* Set task: Could you repeat every line of the listing below without changing anything, leaving the pictures out of your answer?

* Stored dataset items:
---
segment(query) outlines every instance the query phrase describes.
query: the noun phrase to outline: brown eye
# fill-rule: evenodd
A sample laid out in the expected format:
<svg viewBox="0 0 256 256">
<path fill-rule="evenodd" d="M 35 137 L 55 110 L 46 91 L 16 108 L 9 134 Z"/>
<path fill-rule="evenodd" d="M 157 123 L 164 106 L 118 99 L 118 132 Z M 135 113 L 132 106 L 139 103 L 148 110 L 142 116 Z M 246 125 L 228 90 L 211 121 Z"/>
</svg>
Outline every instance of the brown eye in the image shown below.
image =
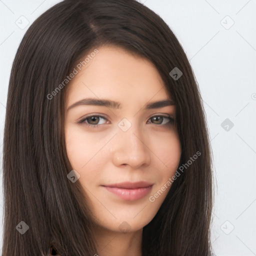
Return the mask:
<svg viewBox="0 0 256 256">
<path fill-rule="evenodd" d="M 170 116 L 152 116 L 150 120 L 150 122 L 154 124 L 164 126 L 173 124 L 174 123 L 174 118 Z"/>
</svg>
---
* Answer to this exercise:
segment(query) outlines every instance the query phrase describes.
query: the noun phrase to outline: brown eye
# fill-rule: evenodd
A sample laid out in the expected format:
<svg viewBox="0 0 256 256">
<path fill-rule="evenodd" d="M 35 137 L 55 110 L 46 91 L 16 108 L 9 134 Z"/>
<path fill-rule="evenodd" d="M 157 123 L 164 106 L 118 99 L 118 132 Z M 135 113 L 132 106 L 139 103 L 148 110 L 142 116 Z M 246 125 L 228 90 L 211 121 Z"/>
</svg>
Outline every instance of the brown eye in the image shown below.
image =
Return the mask:
<svg viewBox="0 0 256 256">
<path fill-rule="evenodd" d="M 170 116 L 152 116 L 150 120 L 150 122 L 154 124 L 164 126 L 173 124 L 174 123 L 174 118 Z"/>
</svg>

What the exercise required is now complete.